— BEGIN INFORMATION SHOWN —
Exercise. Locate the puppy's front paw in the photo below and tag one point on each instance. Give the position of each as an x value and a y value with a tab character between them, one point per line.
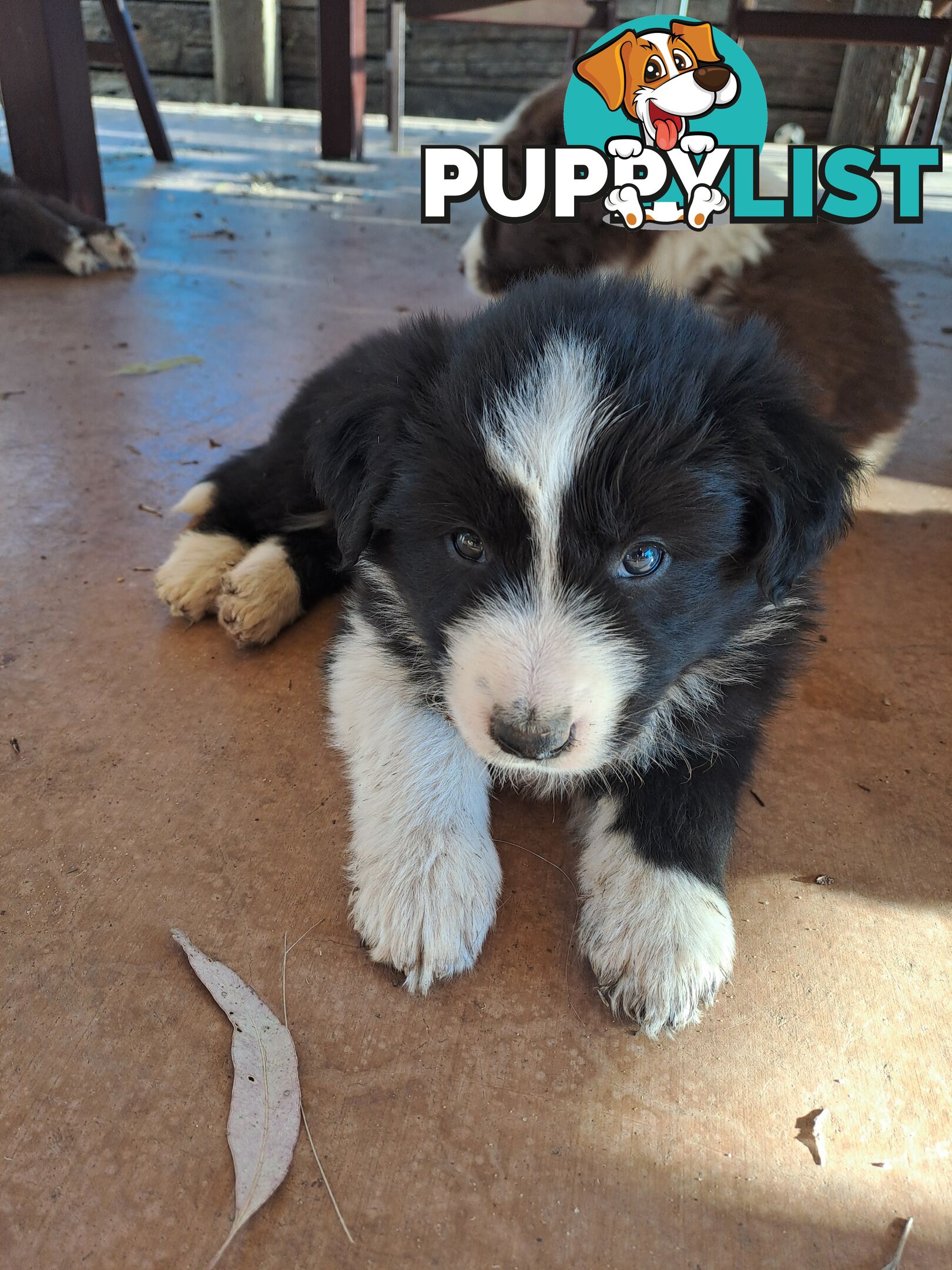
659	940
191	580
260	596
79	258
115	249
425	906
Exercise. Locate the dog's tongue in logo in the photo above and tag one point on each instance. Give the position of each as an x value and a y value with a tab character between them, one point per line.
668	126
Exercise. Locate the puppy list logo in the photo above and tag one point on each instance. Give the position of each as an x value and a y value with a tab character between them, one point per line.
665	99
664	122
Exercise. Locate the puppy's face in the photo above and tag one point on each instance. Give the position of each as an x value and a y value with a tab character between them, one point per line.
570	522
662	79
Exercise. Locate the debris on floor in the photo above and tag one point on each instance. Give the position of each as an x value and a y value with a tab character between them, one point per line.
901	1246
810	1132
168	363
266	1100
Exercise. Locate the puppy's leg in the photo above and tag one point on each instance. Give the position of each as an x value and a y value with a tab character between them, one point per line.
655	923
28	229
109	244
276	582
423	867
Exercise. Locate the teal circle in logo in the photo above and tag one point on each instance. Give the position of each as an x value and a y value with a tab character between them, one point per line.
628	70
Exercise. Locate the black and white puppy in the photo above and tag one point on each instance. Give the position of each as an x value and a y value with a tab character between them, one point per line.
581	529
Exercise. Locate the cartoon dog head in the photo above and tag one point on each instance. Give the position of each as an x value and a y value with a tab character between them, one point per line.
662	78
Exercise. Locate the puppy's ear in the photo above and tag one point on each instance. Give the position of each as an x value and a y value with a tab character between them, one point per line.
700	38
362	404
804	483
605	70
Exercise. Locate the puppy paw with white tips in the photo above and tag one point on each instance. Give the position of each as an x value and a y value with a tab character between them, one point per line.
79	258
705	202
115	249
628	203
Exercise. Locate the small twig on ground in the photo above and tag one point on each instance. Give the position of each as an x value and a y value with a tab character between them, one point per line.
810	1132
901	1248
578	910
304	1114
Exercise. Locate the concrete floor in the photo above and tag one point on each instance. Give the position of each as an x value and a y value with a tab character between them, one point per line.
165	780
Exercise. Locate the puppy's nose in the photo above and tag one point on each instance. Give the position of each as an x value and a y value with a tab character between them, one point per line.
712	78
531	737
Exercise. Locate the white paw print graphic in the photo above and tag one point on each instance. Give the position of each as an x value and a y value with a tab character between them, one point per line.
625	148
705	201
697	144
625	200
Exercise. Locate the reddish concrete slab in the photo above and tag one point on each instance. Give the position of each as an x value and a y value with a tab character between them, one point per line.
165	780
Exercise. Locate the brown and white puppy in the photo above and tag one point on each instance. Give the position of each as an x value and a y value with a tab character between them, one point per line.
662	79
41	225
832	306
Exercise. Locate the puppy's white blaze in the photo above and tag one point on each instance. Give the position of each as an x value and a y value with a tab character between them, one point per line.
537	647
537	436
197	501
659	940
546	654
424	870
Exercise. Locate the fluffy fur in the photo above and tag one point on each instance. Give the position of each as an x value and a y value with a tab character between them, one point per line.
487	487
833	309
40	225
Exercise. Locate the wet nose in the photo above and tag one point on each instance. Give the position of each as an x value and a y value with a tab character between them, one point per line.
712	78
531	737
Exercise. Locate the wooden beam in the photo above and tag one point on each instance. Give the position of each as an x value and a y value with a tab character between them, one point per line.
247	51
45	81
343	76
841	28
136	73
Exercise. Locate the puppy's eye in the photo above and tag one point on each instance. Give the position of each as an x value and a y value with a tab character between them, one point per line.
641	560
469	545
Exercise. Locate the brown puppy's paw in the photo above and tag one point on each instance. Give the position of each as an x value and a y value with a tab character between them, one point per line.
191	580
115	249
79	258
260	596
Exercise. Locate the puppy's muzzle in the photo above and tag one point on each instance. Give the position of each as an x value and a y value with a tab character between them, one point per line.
— END INFORMATION SHOWN —
— BEGIN INFORMATION SHOWN —
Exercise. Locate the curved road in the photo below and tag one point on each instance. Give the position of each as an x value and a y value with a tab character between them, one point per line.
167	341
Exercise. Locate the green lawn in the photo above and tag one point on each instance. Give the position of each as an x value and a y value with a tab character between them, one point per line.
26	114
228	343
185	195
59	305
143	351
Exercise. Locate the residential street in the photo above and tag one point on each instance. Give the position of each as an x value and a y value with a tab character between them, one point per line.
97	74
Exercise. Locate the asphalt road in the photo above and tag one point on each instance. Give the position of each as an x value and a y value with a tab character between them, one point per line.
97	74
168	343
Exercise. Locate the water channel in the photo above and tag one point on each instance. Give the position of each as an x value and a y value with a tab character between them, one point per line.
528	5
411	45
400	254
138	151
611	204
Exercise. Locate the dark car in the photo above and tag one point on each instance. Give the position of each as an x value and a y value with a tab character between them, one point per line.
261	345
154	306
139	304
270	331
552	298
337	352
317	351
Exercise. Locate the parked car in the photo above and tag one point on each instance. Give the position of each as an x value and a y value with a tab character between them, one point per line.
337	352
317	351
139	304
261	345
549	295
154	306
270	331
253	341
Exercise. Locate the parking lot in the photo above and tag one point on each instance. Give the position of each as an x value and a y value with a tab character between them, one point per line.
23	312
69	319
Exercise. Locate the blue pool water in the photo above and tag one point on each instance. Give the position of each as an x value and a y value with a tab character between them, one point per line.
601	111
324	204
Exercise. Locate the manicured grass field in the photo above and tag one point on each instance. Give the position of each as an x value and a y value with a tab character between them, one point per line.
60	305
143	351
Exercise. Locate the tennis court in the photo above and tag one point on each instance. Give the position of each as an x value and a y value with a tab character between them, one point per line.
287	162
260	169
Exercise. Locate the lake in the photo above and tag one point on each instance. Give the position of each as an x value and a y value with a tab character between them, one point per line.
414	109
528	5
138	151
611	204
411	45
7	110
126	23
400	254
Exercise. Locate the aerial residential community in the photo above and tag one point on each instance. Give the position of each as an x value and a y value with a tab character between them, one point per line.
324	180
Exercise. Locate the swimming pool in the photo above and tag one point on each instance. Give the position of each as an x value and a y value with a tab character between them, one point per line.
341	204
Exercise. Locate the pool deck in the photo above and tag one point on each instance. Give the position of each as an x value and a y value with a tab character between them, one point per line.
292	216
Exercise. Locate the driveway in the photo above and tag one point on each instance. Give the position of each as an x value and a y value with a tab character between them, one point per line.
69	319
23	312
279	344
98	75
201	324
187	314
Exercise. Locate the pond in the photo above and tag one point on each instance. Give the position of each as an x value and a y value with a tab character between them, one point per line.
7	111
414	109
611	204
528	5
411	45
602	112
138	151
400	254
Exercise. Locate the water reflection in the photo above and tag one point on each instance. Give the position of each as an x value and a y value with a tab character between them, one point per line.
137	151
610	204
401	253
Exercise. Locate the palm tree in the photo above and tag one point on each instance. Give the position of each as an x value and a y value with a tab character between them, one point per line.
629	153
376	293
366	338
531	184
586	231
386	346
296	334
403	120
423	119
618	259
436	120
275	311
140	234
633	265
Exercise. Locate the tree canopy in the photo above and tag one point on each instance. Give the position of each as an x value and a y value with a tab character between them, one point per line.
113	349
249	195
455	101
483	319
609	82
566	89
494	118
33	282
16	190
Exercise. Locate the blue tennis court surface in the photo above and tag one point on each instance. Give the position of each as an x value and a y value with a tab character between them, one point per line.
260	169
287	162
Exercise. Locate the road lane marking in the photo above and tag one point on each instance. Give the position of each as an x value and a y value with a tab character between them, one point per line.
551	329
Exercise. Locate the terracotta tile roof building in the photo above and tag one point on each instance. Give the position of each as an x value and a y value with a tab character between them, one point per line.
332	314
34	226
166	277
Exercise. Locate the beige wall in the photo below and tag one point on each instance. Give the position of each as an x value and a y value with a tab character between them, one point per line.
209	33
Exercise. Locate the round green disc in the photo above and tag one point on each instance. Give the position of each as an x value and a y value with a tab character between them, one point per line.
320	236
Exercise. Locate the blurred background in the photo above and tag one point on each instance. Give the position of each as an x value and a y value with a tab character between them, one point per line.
— END INFORMATION SHOWN —
— BEGIN INFORMATION SHOWN —
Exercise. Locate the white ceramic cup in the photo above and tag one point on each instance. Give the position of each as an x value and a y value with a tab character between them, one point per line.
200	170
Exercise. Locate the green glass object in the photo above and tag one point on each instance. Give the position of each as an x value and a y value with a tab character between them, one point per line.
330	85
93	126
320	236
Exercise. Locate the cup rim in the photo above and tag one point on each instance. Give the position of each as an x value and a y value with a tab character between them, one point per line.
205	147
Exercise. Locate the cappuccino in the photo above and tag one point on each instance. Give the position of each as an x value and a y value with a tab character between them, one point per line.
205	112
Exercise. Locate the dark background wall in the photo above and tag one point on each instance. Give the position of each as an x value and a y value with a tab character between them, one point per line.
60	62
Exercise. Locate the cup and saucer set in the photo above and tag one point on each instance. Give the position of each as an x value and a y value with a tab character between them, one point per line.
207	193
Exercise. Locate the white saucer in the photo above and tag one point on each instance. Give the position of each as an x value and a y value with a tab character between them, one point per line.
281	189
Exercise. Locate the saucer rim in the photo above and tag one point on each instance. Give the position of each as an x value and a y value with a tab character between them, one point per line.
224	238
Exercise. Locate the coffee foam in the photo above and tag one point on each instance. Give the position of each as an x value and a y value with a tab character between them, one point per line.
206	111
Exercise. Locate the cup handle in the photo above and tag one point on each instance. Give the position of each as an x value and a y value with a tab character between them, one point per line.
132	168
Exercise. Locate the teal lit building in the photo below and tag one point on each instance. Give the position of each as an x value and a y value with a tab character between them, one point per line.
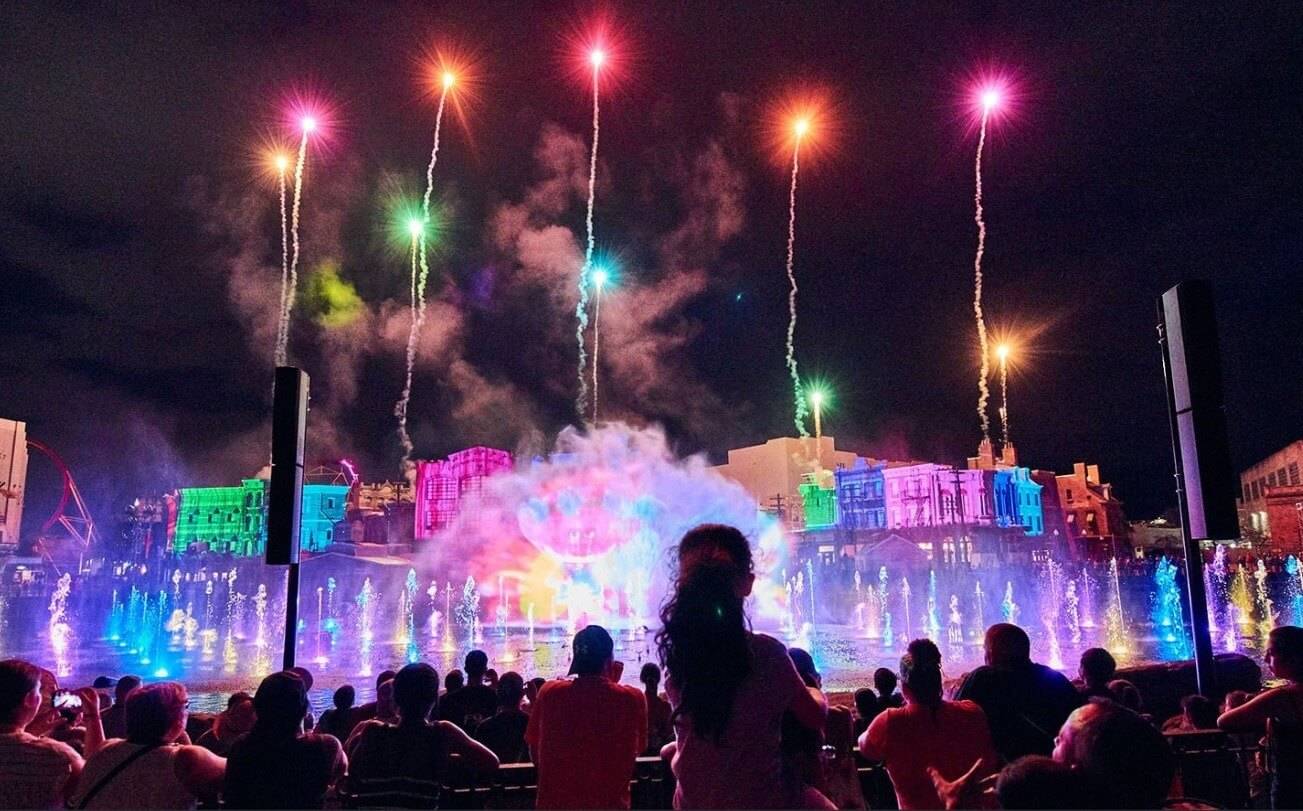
— END INFORMATION SHOWN —
### EXERCISE
Copy the lines above word for word, starting at the line that contains "Exercise. Locate the wet" and ending after the line that contains "Exercise. Locate the puppy's muzzle".

### TASK SOLUTION
Exercise. Locate the wet nose in the photo above and tag one point on each instance. Give the position of each as an x value and a y value with a tab character between them, one point per line.
712	78
531	737
Exercise. Locate the wooden beam in the photo above and tag one point on each instance. Give the position of each as an x value and a y value with a tab character between them, one point per line.
247	51
45	81
343	76
841	28
136	73
Exercise. Locate the puppy's eye in the photo above and tag one point on each instance. Give the position of each as an x value and a y value with a tab character between them, one point per line.
641	560
469	545
Exercise. Locate the brown puppy's paw in the photo above and tag one point on each instance. Give the position of each as an x value and a y value with a tab character between them, one point per line.
191	580
115	249
79	258
260	596
Exercise. Locate the puppy's muzzle in the photo above and tag one point on each instance. Give the position of each as an x value and a y value with a tab character between them, one point per line.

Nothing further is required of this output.